— Your objective —
Among the entries that follow, some lines contain the word "branch". Show all of them.

==*==

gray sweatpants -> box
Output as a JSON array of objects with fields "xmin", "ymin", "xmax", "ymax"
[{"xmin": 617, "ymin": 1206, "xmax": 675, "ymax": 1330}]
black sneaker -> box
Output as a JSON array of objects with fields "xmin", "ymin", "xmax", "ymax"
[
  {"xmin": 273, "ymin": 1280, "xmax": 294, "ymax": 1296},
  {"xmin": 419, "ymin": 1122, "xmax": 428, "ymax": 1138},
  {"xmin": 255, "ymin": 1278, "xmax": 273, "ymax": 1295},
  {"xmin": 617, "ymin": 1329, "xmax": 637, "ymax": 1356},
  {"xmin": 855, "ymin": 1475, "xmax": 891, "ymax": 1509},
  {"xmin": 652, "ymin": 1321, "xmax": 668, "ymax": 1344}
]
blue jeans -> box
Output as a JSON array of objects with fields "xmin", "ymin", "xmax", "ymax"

==*==

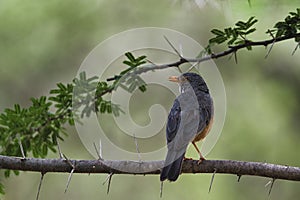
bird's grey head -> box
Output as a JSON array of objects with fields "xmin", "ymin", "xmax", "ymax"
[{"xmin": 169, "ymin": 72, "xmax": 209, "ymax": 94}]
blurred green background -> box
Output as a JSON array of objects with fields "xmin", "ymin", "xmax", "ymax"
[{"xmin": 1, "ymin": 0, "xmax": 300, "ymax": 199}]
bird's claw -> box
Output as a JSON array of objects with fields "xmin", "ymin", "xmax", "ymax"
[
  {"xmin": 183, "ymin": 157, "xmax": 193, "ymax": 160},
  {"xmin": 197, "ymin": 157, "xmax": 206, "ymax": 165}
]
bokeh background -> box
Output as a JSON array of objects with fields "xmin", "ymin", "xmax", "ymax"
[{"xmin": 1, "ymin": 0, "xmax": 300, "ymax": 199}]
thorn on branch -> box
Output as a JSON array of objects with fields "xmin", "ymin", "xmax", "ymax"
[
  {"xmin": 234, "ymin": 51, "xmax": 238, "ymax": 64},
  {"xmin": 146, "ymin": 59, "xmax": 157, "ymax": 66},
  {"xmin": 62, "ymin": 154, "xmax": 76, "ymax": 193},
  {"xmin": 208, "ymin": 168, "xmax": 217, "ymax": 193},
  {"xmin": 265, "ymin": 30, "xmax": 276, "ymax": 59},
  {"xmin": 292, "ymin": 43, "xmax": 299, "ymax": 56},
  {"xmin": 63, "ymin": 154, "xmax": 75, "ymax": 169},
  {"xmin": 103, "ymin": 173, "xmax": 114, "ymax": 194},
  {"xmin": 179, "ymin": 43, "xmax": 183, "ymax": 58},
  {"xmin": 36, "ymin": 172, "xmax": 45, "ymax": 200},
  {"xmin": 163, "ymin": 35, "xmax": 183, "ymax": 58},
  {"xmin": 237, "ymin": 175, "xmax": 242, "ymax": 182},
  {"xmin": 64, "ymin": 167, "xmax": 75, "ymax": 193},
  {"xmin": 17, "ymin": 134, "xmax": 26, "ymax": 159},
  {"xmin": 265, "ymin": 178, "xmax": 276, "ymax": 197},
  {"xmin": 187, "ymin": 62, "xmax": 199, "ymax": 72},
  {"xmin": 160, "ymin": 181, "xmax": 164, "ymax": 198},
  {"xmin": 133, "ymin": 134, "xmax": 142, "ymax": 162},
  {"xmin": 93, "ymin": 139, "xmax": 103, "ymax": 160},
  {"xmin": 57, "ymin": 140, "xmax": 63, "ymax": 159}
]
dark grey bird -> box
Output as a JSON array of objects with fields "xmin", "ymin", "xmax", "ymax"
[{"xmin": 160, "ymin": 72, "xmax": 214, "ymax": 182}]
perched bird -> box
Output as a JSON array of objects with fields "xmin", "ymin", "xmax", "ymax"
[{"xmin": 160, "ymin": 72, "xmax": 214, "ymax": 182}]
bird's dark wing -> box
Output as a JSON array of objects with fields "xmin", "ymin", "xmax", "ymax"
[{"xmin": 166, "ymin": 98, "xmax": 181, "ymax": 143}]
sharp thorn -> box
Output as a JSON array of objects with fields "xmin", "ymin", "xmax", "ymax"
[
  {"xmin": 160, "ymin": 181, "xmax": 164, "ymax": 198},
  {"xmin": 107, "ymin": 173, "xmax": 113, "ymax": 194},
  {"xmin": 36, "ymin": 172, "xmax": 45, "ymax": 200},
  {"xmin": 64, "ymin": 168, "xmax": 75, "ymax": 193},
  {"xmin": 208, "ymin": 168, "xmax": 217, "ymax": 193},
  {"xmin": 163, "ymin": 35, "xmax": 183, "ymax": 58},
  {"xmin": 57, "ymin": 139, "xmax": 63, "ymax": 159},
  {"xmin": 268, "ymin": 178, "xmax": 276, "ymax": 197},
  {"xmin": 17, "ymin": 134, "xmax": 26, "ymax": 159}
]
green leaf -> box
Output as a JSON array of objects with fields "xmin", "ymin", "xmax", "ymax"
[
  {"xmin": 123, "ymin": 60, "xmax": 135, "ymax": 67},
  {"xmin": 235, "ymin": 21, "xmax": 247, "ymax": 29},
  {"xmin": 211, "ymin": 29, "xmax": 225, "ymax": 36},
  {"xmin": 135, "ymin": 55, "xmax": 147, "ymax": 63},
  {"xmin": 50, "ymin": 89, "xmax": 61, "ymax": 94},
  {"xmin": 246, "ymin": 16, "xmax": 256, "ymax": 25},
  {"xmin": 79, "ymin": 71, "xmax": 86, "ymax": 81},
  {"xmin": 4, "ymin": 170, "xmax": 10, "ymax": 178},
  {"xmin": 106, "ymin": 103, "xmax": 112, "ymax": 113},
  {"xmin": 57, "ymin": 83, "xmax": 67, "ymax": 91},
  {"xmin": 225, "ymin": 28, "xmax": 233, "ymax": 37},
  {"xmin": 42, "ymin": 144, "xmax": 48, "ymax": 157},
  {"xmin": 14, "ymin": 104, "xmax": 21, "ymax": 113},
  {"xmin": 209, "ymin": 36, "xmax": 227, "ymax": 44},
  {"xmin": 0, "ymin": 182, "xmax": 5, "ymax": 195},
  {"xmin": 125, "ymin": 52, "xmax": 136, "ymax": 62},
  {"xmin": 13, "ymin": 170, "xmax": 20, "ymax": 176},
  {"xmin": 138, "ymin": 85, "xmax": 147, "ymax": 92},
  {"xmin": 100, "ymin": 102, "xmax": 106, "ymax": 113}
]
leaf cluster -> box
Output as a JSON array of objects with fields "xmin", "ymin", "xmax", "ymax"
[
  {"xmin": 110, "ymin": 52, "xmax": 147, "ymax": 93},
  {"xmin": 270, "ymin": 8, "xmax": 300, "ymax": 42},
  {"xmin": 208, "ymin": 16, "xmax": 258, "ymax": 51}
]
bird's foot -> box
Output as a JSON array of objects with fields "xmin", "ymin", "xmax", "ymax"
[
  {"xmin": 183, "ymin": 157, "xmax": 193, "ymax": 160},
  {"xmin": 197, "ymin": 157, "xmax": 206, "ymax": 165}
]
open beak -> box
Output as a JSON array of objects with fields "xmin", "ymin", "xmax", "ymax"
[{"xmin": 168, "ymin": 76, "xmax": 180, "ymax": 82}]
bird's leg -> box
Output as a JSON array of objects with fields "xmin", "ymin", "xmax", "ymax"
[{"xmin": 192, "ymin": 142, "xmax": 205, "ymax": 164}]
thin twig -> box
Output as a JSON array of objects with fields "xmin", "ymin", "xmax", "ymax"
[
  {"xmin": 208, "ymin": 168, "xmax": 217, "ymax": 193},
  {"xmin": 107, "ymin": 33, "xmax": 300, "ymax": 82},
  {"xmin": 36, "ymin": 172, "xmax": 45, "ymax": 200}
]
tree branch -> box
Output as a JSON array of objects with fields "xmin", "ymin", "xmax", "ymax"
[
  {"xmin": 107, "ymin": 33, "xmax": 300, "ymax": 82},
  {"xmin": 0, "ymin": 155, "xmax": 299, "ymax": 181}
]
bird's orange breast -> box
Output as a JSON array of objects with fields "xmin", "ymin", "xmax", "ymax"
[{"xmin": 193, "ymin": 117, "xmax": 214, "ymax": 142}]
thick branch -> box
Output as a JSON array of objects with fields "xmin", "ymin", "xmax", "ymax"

==*==

— Output of the task —
thorn on branch -> box
tree branch -> box
thick branch -> box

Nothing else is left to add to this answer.